ARBEITSANWEISUNGEN:
a: Nenne alle Städte, durch die Kennedy laut Lesetext bei seinem Deutschlandbesuch fuhr oder die er danach besuchte.
b: Fasse den Absatz des Lesetexts, der mit „Ich will ‘nen Cowboy als Mann“ beginnt, als kurze Stichpunktliste zusammen und behalte die wesentlichen Fakten bei.

*** LESETEXT ***

Mittwoch, 4. Dezember 2013

Jubel um einen Jungen. John F. Kennedy in Deutschland, 23. bis 26. Juni 1963. Reaktionen in der Region



© Ernst T. Mader 

„Ich will ‘nen Cowboy als Mann“, sang am 15. Juni 1963 ein blondes Mädchen aus Dänemark in Baden-Baden. 30 Minuten später umarmte Marlene Dietrich die 16-jährige Gitte Haenning und gratulierte ihr zum Sieg bei den dritten deutschen Schlagerfestspielen. Acht Tage danach verließ ein Mann aus dem Land der Cowboys bei strahlendem Sommerwetter und mit müdem Gesicht sein Flugzeug nahe Köln, um anschließend Kanzler Konrad Adenauer sechs und seinem Wirtschaftsminister Ludwig Erhard neun Sekunden lang die Hand zu drücken. Betont flüchtig begrüßte der Gast Hans Globke, Nazi-Jurist in Adenauers Diensten: John F. Kennedys erste Signale bei seinem Deutschlandbesuch. Anschließend beklatschten zehntausende den US- Präsidenten auf seiner Fahrt durch Köln und Bonn. (Es folgten Hanau, Frankfurt, Wiesbaden, und Berlin.) „Ich kenne die, ich kenne die, ich kenne diese Frau“ sangen sie ihm entgegen, Kennedy beantwortete das wortspielerische Karnevalslied mit dem Ruf: „Kölle Alaaf“- und doch blieben die meisten Rheinländer etwas reservierter als bei de Gaulles Besuch im September 1962. Bei meiner Mutter, einer Bäuerin im Allgäu, war es umgekehrt: „Schau, was die Miez und die Tante Rita für einen Präsidenten haben“, sagte sie mit der Zeitung in der Hand. „Unser Kanzler hat Falten.“ Die Miez und die Tante Rita waren ein paar Jahre davor mit amerikanischen Männern in die USA gegangen und dort geblieben. Und jetzt hatten sie einen solchen Präsidenten. Fair war das nicht, aber auch nicht zu  ändern. Hier Falten, dort Filmgesicht. „Wo der wohnt, gibt es Neger“, wusste einer in der Schule. „Die machen Aufstände“, erklärte der Lehrer, „überall brennt’s dort. Bei uns nicht.“ Bei uns gab es den faltigen Kanzler. Den fand er so gut wie mein Opa, Kennedy war nett, aber doch der Präsident eines lauten Landes und einer faktischen Besatzungsmacht.

*** VORLIEGENDE DATEN ***

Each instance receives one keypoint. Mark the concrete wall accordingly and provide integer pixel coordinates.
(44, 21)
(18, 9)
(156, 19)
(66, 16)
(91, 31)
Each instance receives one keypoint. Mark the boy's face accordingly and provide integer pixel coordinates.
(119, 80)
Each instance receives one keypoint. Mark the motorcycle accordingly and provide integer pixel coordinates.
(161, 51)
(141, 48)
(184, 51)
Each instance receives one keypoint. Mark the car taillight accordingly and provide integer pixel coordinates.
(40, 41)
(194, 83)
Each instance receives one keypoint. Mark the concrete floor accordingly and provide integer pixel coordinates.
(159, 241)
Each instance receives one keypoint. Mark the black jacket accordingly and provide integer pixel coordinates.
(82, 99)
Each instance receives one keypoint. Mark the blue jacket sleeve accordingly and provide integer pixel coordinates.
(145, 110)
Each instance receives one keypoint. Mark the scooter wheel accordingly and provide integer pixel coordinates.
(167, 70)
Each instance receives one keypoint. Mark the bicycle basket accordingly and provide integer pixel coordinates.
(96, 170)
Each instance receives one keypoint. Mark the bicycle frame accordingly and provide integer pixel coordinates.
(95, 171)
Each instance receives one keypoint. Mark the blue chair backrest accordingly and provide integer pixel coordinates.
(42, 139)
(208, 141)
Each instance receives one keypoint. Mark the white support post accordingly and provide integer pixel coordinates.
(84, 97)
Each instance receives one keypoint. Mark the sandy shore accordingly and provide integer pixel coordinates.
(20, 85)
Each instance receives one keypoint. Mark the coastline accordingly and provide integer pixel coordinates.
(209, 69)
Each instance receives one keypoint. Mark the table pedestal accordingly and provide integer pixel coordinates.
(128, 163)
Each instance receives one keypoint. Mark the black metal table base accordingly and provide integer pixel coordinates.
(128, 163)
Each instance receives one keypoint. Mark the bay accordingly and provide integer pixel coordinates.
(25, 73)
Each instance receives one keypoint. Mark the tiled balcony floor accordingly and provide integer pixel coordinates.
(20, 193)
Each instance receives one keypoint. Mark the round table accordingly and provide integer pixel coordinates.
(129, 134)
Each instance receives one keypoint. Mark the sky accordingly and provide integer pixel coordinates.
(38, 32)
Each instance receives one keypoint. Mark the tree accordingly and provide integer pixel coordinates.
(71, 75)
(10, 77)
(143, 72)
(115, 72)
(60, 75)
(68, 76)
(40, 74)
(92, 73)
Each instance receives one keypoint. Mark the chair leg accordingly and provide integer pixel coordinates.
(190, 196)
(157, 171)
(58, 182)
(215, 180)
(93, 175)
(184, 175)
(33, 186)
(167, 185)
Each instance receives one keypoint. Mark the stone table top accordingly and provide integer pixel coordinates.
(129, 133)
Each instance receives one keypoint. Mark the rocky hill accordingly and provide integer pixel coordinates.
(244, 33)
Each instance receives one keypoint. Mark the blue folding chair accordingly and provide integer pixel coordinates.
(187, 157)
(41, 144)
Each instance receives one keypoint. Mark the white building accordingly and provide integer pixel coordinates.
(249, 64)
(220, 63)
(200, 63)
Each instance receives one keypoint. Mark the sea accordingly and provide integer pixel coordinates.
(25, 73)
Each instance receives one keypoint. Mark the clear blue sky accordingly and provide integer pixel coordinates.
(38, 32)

***

LÖSUNGEN:
a: Köln, Bonn, Hanau, Frankfurt, Wiesbaden, Berlin

b:
- 15. Juni 1963: Die 16-jährige Gitte Haenning aus Dänemark gewinnt in Baden-Baden mit „Ich will ‘nen Cowboy als Mann“ die dritten deutschen Schlagerfestspiele. Marlene Dietrich gratuliert ihr.
- Acht Tage später landet John F. Kennedy nahe Köln. Er drückt Adenauer sechs und Erhard neun Sekunden lang die Hand und begrüßt Hans Globke nur flüchtig.
- Zehntausende beklatschen ihn in Köln und Bonn. Danach folgen Hanau, Frankfurt, Wiesbaden und Berlin.
- Auf ein Karnevalslied antwortet er mit „Kölle Alaaf“. Die meisten Rheinländer bleiben aber reservierter als bei de Gaulles Besuch im September 1962.
- Die Mutter, eine Bäuerin im Allgäu, bewundert Kennedy und stellt ihn dem faltigen Kanzler gegenüber. Die Miez und die Tante Rita sind einige Jahre zuvor mit amerikanischen Männern in die USA gegangen.
- In der Schule bringt jemand Kennedys Land mit Schwarzen in Verbindung. Der Lehrer spricht von Aufständen und Bränden dort.
- Kennedy gilt als nett, aber auch als Präsident eines lauten Landes und einer faktischen Besatzungsmacht.